§ **Extrait de page**

En préalable, il convient de souligner qu’il faut distinguer « investissements » et « prix de l’électricité », souvent confondus sous le terme de « coût ».

Investissements

Le chiffre de 400 milliards d’euros avancé par M. Proglio repose très certainement sur l’étude de l’Union Française de l’Electricité (association des producteurs d’électricité), sortie lundi 7 novembre
.

Là encore, M. Proglio tient un raisonnement d’une malhonnêteté intellectuelle incroyable.

En effet, M. Proglio oublie de dire que, selon la même étude, le scénario d’un maintien dans le nucléaire implique un investissement de 300 Mds€ d’ici 2030.

Donc, sur la base d’une étude pourtant réalisée pour le compte du lobby nucléaire, la différence entre rester et sortir ne s’élève qu’à 100 Mds€, soit un surcoût de seulement 33% par rapport au scénario d’un maintien dans le nucléaire ou encore quatre fois moins que ce que soutient M. Proglio, qui confond à dessein investissements et surcoûts.

§ **À vous**
Dans l’extrait sur les investissements, changez « incroyable » en « stupéfiante » dans le passage qui commence par « En préalable, il » et se poursuit jusqu’à « Mds€ d’ici 2030. », puis recopiez ce passage. Les entrées ci-dessous n’ont aucun rapport avec l’extrait.

§ **Données enregistrées**
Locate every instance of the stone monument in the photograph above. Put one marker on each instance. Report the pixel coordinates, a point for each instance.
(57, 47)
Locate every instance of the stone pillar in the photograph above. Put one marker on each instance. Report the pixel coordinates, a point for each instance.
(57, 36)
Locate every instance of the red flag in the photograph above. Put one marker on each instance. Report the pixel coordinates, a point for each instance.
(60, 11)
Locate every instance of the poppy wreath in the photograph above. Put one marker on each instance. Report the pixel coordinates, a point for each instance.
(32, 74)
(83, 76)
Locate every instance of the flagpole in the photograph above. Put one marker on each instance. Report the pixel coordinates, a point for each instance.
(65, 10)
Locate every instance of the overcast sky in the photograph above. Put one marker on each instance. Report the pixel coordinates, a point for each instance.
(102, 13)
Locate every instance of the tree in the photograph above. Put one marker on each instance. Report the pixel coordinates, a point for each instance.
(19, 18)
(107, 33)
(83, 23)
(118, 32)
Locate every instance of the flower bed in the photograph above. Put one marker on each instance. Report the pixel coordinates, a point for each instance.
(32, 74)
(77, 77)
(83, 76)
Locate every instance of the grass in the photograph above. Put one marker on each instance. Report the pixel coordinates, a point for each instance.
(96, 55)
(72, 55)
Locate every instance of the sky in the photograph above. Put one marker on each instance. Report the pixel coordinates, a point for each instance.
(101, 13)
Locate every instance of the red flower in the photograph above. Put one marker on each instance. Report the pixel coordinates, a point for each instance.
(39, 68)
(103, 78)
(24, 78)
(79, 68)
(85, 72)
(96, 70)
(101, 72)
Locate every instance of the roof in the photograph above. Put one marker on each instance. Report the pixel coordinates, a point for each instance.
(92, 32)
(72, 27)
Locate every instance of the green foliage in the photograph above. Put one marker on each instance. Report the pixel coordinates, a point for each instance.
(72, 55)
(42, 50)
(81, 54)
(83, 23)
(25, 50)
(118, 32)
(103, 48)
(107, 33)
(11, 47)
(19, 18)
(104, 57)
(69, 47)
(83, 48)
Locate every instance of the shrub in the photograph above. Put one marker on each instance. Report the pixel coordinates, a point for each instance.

§ **Tâche réalisée**
En préalable, il convient de souligner qu’il faut distinguer « investissements » et « prix de l’électricité », souvent confondus sous le terme de « coût ».

Investissements

Le chiffre de 400 milliards d’euros avancé par M. Proglio repose très certainement sur l’étude de l’Union Française de l’Electricité (association des producteurs d’électricité), sortie lundi 7 novembre
.

Là encore, M. Proglio tient un raisonnement d’une malhonnêteté intellectuelle stupéfiante.

En effet, M. Proglio oublie de dire que, selon la même étude, le scénario d’un maintien dans le nucléaire implique un investissement de 300 Mds€ d’ici 2030.